◆ TASK DETAILS
Please extract every line from the entries below that contains the word "place", matching case exactly.

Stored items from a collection
— Begin —
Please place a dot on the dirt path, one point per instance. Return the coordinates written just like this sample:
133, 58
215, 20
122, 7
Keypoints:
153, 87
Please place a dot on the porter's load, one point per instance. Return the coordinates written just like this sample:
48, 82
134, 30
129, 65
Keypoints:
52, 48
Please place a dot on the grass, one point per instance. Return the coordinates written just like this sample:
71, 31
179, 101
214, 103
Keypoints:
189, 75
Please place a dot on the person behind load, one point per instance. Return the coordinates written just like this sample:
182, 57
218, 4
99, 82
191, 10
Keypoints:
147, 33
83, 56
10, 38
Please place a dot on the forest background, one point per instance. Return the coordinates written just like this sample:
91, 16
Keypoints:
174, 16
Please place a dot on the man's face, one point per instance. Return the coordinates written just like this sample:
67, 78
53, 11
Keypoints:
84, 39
— End —
— Begin —
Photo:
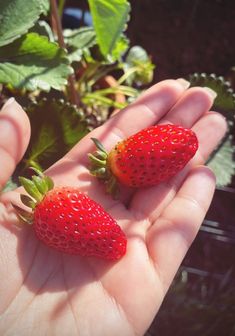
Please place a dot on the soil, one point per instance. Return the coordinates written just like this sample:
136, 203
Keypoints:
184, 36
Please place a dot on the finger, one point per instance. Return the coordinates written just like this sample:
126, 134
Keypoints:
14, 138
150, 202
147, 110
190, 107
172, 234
— End —
◆ ANSWER TO THIS TASK
Please place a dot on the dirt path, one point per instance. Return the coordinates written just like this sample:
Please place a dot on the porter's load, one point per instance. Return the coordinates written just like this sample:
Please place a dot on the grass, one point per instance. Return the coordinates written just like this sample:
Please place a dot on the person behind load, one point per instance. Return the coordinates written just like this sample:
Please place a dot on the forest background, one point per instance. Return the coordinates written just like this sample:
Please place a dot on the man's face, one point per instance. Return the coordinates written just like this sample:
Please place a dot on the soil, one point per instance. Return the coordinates written just like this sample:
Please place a dot on the finger, one point per instance. Return the coordinates written just like this sample:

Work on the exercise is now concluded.